__EXTRACT TO READ__.
═══

Makes all units and operations constexpr

Since RTC_DCHECK was made constexpr compatible, we can now
make the unit classes fully constexpr.

Bug: webrtc:9883
Change-Id: I18973c2f318449869cf0bd45699c41be53fba806
Reviewed-on: https://webrtc-review.googlesource.com/c/src/+/167722
Commit-Queue: Sebastian Jansson <srte@webrtc.org>
Reviewed-by: Ali Tofigh <alito@webrtc.org>
Cr-Commit-Position: refs/heads/master@{#30403}

api/units/data_rate.h

@@ -65,7 +65,7 @@ class DataRate final : public rtc_units_impl::RelativeUnit<DataRate> {
     return ToFraction<8, T>();
   }
   template <typename T = int64_t>
-  T kbps() const {
+  constexpr T kbps() const {
     return ToFraction<1000, T>();
   }
   constexpr int64_t bps_or(int64_t fallback_value) const {
@@ -84,7 +84,7 @@ class DataRate final : public rtc_units_impl::RelativeUnit<DataRate> {
 };
 
 namespace data_rate_impl {
-inline int64_t Microbits(const DataSize& size) {
+inline constexpr int64_t Microbits(const DataSize& size) {
   constexpr int64_t kMaxBeforeConversion =
       std::numeric_limits<int64_t>::max() / 8000000;
   RTC_DCHECK_LE(size.bytes(), kMaxBeforeConversion)

═══

__EXTRACTED ENTRIES__.
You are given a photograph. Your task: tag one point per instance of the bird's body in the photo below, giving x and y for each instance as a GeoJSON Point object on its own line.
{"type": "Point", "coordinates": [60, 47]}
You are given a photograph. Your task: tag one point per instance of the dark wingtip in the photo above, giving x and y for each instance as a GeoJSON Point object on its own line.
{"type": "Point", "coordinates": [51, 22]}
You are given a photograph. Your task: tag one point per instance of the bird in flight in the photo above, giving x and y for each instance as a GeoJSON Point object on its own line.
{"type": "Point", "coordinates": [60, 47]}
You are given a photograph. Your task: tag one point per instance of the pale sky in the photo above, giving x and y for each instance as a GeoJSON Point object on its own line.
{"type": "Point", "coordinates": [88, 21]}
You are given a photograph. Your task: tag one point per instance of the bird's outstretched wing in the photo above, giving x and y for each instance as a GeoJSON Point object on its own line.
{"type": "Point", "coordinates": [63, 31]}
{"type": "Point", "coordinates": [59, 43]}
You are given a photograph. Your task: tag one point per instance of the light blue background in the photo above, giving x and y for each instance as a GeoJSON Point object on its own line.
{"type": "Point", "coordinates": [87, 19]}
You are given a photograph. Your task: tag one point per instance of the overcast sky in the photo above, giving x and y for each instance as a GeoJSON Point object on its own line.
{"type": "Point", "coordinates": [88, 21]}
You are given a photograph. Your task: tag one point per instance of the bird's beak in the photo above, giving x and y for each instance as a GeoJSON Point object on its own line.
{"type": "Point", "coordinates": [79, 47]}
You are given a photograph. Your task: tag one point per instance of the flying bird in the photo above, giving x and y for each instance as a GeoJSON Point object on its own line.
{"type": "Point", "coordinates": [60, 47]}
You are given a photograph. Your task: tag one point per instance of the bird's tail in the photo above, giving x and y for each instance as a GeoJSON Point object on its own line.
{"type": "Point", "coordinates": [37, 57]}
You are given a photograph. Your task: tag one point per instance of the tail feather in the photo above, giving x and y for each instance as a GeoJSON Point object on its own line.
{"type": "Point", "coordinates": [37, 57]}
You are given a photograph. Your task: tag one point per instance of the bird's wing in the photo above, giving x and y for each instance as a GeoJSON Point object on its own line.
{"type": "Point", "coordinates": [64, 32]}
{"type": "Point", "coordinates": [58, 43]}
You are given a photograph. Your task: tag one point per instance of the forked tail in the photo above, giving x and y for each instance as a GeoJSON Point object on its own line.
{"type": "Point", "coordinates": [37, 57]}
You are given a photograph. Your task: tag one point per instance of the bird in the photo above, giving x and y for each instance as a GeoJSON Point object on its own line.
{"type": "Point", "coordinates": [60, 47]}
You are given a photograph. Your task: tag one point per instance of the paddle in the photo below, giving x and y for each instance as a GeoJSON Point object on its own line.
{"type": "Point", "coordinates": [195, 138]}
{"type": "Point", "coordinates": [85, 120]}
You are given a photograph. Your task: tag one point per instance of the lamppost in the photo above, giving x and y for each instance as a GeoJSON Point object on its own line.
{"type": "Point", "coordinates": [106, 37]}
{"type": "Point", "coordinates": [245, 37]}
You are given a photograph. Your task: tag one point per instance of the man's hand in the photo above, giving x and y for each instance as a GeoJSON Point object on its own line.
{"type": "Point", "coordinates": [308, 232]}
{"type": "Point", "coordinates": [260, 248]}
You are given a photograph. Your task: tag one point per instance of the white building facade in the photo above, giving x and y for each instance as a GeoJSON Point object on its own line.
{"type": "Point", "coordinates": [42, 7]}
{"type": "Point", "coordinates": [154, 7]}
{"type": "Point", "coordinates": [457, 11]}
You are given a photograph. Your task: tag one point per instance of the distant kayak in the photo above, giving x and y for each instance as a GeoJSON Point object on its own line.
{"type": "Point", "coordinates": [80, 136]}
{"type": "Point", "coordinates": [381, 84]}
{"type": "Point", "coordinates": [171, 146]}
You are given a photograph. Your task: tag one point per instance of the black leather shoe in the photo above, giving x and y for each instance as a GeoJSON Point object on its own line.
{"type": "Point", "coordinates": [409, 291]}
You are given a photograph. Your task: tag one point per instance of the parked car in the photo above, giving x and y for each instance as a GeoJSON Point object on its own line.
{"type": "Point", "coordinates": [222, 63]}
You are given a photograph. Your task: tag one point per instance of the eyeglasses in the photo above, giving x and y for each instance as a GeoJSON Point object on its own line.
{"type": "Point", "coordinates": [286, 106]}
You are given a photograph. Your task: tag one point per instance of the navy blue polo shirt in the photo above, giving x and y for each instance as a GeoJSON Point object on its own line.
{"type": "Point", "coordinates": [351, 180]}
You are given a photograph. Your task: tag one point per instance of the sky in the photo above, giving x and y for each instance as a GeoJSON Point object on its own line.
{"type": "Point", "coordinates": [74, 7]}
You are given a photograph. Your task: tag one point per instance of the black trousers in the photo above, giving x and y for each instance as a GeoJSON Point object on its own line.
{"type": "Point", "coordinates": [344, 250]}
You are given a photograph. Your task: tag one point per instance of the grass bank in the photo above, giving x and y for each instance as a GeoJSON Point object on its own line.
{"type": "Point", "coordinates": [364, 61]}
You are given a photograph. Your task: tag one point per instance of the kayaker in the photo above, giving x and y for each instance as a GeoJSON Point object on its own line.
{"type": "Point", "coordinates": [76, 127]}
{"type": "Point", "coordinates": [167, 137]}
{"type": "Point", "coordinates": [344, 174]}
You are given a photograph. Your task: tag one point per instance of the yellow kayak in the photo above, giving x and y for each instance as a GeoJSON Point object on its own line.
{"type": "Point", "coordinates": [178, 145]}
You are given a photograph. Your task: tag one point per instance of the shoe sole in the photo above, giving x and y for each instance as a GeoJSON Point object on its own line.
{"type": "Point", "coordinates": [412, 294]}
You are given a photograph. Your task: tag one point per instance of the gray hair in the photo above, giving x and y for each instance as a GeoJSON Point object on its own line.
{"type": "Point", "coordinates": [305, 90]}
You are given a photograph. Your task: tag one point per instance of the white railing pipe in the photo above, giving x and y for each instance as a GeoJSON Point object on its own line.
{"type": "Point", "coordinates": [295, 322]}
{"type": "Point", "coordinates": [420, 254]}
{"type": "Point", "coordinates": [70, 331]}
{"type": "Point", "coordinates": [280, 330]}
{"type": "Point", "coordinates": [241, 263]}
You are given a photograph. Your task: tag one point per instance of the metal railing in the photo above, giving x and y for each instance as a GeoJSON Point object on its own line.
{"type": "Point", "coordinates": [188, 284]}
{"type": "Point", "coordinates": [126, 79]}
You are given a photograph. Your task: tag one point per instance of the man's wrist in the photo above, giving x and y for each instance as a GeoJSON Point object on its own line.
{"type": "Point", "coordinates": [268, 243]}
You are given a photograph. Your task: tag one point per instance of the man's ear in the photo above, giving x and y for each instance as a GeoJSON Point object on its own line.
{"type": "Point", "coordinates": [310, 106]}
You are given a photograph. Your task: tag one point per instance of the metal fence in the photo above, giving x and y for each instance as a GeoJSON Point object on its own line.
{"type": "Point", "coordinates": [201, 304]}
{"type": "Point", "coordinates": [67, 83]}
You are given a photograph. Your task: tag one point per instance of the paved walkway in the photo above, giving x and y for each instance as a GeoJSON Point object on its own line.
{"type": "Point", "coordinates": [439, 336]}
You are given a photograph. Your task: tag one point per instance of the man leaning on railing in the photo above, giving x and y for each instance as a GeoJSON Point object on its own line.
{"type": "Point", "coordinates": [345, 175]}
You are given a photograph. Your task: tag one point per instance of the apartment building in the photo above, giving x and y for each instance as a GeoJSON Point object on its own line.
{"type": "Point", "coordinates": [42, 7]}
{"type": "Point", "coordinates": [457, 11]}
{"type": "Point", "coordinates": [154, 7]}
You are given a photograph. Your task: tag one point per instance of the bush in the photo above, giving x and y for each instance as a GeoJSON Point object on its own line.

═══

__ACTIONS TO TAKE__.
A. According to the commit, who reviewed the change?
B. In the commit, which field labels appear on the lines from "Bug:" through "Cr-Commit-Position:"?
The entries can be left aside; none of them is needed.

__RESPONSES__.
A. Ali Tofigh

B. Bug, Change-Id, Reviewed-on, Commit-Queue, Reviewed-by, Cr-Commit-Position